◆ TASK STATEMENT ◆
Please count the lines in the records below that contain the word "woman", and give only that number.

»»

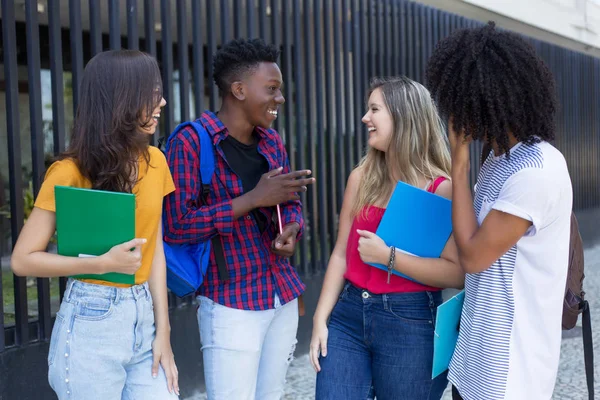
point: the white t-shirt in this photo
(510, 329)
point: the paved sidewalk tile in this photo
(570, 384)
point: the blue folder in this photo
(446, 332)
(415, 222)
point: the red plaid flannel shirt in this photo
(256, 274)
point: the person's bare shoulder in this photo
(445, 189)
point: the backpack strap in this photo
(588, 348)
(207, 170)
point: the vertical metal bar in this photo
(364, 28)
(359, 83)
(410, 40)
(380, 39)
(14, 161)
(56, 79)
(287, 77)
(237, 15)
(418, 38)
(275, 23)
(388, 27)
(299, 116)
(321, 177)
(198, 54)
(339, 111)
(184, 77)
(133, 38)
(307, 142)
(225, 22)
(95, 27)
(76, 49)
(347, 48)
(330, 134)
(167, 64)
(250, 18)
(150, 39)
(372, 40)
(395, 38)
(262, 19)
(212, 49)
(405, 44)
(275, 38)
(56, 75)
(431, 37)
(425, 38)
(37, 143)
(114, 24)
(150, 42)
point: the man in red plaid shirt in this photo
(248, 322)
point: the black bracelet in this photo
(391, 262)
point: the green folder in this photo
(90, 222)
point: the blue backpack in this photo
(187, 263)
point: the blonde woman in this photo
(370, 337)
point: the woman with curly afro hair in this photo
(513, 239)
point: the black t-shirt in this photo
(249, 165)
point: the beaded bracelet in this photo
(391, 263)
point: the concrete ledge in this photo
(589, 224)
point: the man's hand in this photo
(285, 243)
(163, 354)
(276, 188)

««
»»

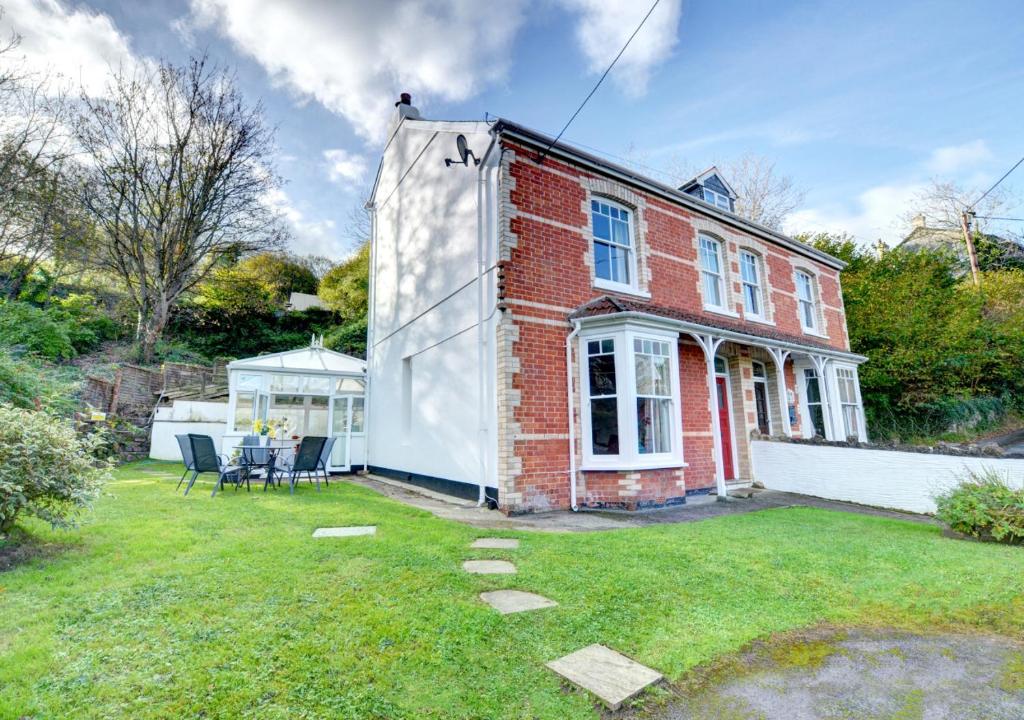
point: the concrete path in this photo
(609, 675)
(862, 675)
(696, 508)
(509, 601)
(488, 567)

««
»»

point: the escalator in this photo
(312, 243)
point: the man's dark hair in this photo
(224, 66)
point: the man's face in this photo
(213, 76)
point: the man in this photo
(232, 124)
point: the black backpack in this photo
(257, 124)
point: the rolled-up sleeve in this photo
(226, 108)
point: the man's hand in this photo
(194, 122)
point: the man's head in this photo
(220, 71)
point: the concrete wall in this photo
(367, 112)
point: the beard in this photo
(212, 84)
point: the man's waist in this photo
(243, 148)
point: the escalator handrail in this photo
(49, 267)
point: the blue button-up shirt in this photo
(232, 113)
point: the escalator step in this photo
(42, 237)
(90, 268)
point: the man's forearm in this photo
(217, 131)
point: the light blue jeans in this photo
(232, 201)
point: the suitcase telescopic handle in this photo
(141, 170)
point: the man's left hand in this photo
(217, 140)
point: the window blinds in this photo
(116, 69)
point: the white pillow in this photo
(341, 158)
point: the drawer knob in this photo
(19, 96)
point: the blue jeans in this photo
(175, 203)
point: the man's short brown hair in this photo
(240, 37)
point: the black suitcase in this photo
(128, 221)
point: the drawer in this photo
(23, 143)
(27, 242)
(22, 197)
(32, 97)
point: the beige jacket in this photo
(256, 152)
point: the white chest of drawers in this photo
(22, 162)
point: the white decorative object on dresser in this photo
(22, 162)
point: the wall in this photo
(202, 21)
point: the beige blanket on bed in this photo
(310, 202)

««

◆ ANSWER TO THE PROBLEM ◆
2